▶ **Task objective**:
List each line of the material below that contains the word "shower". Capital and small letters must match.

▶ **Task input**:
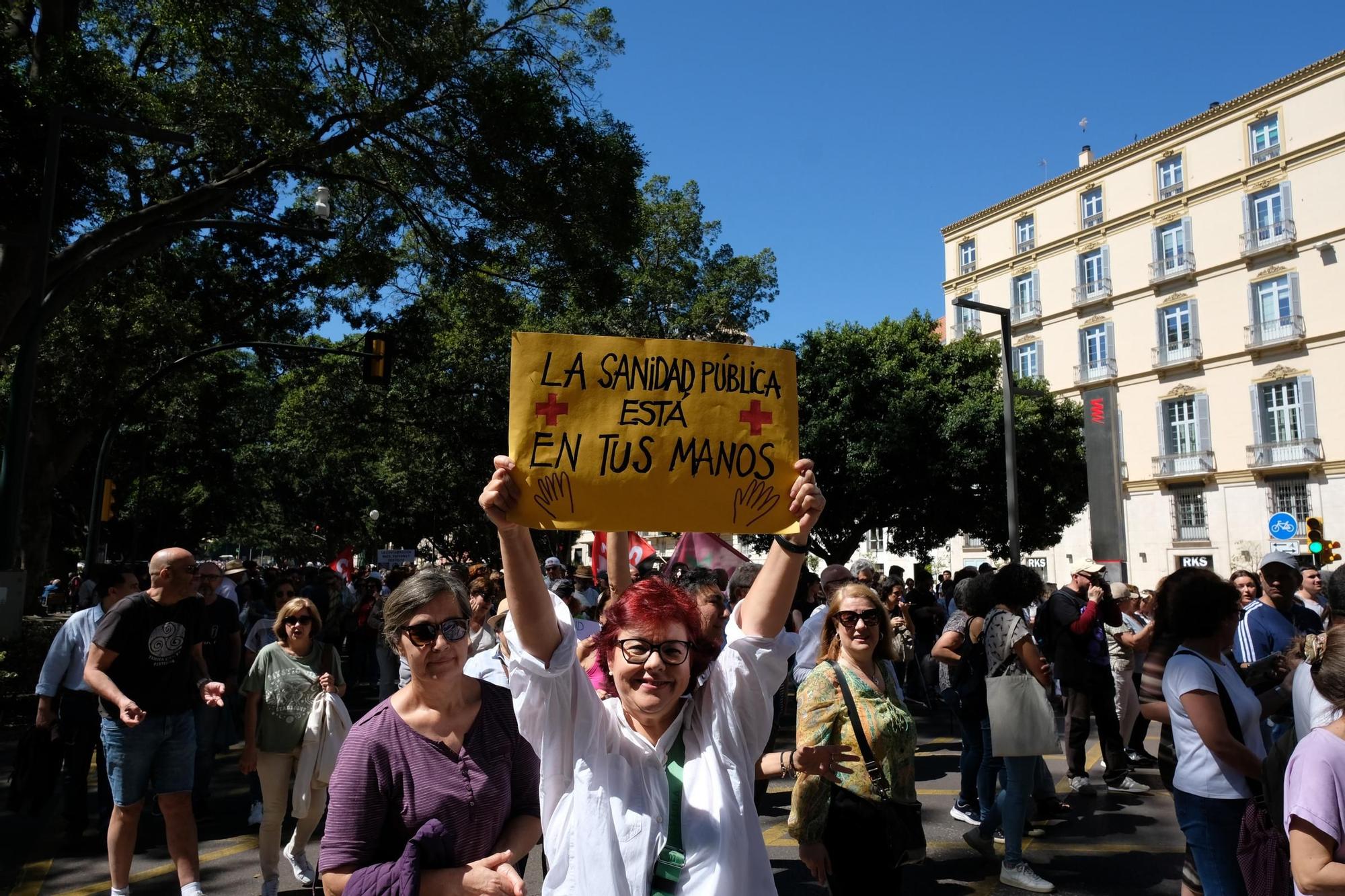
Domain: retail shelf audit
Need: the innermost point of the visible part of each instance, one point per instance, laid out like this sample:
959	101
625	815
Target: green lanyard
668	869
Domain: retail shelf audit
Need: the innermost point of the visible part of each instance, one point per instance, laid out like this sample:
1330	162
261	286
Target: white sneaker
1129	786
1024	877
301	864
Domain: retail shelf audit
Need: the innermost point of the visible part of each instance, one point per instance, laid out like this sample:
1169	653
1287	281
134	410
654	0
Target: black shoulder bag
902	821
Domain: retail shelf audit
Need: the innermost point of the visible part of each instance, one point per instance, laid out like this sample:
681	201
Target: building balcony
1026	311
1192	463
1178	354
1281	331
1299	452
1175	267
1093	292
1096	372
1273	236
1265	155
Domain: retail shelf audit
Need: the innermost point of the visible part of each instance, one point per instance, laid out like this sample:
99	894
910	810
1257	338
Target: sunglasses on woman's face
426	634
851	618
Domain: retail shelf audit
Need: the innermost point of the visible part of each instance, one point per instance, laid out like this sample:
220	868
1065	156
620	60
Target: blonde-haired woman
280	690
841	827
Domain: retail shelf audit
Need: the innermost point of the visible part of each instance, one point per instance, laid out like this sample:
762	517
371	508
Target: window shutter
1308	400
1258	430
1203	423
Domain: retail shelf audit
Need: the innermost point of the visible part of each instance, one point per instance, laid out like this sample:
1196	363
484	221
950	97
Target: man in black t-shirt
147	666
221	646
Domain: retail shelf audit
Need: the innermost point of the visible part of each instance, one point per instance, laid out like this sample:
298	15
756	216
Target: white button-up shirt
605	787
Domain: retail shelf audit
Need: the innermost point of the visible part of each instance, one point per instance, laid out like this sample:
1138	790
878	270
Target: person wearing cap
1077	616
1274	620
810	635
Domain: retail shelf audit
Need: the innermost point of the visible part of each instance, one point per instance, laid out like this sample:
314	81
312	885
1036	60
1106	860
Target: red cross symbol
552	409
755	417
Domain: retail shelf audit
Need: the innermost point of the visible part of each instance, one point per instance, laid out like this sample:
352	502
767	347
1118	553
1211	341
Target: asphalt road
1110	844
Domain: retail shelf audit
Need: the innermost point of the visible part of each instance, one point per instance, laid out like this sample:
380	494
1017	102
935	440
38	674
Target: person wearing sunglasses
650	791
280	689
840	826
435	787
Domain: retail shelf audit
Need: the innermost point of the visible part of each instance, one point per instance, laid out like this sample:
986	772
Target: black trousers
857	845
79	721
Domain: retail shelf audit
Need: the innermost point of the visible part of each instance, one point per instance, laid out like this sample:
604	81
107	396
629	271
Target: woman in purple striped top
435	790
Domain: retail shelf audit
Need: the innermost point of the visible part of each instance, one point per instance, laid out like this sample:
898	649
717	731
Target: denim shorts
159	752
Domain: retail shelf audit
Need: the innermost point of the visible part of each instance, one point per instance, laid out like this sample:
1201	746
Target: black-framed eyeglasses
849	618
637	650
426	634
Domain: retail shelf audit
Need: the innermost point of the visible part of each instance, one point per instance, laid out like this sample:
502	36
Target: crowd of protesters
629	721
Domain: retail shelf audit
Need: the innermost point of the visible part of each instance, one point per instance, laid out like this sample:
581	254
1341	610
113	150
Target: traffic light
110	497
379	358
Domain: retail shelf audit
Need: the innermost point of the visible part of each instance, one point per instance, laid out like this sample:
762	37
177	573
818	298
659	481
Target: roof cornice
1221	111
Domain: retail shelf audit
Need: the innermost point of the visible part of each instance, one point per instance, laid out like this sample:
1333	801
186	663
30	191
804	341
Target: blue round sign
1284	526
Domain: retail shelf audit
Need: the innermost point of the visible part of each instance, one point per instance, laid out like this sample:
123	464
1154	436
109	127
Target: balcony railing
1093	291
1175	354
1265	155
1182	264
1268	237
1276	333
1194	463
1297	452
1026	311
965	327
1096	372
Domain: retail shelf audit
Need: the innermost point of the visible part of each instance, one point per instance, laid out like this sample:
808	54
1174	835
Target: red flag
641	551
708	551
345	563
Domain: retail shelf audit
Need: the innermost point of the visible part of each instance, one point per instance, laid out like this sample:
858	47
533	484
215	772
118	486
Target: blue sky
845	135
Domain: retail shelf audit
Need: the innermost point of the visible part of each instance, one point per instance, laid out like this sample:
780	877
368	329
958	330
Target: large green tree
907	434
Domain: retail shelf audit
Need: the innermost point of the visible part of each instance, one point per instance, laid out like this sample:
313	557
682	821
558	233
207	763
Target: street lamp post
1011	443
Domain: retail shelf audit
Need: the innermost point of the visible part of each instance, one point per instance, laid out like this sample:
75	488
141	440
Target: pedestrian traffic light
379	358
110	497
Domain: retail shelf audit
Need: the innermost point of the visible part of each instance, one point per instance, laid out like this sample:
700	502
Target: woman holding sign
650	792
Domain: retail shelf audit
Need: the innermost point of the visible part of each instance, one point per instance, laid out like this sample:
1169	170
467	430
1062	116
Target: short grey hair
414	594
863	565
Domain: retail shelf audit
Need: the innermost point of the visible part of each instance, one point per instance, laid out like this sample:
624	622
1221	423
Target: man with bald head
147	666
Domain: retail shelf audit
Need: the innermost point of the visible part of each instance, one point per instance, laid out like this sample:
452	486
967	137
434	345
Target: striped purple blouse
389	780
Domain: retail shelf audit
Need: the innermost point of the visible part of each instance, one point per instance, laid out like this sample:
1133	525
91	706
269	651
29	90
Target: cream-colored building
1195	279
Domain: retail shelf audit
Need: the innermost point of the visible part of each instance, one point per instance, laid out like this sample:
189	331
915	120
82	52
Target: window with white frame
1169	177
968	256
1264	136
1026	233
1090	205
1028	360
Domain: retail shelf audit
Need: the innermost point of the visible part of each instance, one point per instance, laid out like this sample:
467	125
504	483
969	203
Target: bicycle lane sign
1284	526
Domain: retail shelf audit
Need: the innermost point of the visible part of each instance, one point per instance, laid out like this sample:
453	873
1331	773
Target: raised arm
531	603
767	606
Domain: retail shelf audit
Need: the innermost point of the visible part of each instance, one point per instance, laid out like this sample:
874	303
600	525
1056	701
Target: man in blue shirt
63	676
1274	620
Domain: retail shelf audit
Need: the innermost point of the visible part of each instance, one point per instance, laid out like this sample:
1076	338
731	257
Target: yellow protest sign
614	434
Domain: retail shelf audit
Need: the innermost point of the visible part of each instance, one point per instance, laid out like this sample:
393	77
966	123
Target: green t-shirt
287	686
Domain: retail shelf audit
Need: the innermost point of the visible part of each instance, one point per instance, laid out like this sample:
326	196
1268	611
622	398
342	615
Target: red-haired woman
610	767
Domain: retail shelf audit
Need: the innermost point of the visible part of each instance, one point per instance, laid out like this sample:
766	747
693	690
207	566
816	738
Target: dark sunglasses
426	634
851	618
637	650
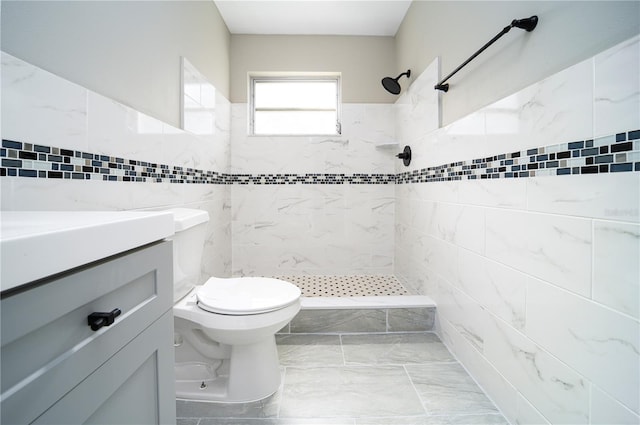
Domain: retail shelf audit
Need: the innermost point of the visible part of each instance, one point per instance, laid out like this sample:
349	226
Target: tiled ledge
378	314
361	319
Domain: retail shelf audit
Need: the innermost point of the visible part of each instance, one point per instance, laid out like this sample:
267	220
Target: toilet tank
188	244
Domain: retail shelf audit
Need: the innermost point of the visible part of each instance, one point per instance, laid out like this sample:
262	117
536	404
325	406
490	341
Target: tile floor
359	379
347	286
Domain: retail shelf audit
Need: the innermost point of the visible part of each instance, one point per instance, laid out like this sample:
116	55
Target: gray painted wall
363	62
126	50
567	33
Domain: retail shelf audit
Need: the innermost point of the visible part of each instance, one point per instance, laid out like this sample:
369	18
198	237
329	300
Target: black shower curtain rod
527	24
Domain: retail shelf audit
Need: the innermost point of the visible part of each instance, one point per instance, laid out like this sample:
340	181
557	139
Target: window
295	105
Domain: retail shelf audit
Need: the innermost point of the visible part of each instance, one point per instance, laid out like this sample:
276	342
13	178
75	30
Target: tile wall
341	222
97	154
536	279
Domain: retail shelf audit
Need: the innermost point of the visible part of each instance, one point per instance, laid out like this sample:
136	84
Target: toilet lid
246	295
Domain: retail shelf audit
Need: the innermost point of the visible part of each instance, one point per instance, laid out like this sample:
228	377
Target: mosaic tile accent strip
346	286
313	178
30	160
610	154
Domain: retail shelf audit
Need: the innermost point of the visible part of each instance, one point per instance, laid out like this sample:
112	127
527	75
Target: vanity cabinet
55	369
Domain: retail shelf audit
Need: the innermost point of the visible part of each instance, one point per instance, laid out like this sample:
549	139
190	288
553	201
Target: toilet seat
245	295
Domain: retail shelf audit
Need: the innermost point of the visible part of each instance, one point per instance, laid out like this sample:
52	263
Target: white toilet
224	329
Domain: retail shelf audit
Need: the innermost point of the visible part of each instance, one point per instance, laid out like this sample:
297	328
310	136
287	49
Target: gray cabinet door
131	388
48	348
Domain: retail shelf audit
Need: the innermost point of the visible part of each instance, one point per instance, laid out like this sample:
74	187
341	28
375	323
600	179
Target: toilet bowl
225	328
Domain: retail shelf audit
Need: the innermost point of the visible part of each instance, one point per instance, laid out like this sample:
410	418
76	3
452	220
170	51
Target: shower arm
527	24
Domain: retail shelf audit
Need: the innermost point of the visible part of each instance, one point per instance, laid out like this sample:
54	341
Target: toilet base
251	373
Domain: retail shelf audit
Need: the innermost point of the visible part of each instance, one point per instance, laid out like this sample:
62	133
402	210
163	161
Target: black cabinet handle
98	320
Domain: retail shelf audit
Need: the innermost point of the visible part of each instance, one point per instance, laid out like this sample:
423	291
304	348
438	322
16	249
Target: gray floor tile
309	350
394	349
187	421
394	379
487	419
348	391
446	388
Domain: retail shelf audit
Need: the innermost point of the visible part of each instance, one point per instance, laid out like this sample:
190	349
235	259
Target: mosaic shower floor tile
347	286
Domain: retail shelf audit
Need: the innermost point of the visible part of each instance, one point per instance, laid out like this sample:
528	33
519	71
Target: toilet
225	328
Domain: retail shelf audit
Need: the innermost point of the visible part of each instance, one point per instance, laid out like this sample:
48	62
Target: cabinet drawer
47	344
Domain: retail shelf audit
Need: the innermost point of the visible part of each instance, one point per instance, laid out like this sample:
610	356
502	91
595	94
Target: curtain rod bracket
527	24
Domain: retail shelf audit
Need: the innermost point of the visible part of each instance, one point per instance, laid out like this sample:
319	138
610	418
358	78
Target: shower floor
347	286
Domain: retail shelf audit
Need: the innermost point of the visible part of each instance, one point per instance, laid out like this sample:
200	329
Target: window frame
289	77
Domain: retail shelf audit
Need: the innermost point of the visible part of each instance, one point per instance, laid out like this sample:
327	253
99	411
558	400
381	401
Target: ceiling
313	17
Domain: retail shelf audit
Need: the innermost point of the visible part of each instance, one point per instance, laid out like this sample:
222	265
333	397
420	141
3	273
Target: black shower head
391	84
528	24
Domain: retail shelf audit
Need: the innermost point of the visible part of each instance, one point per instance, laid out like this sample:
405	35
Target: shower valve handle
405	156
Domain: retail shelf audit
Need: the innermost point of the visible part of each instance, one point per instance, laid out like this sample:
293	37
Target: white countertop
37	244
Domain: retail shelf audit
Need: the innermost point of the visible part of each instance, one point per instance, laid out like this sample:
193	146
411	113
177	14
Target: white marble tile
463	313
554	248
555	110
558	392
417	110
616	269
198	113
499	390
602	345
117	130
606	411
614	196
617	89
502	193
460	225
499	289
32	95
527	414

▶ **Exercise response**:
Target: black shower curtain rod
Target: shower arm
Target: mosaic shower floor tile
Target: shower floor
Target: black shower head
Target: shower valve handle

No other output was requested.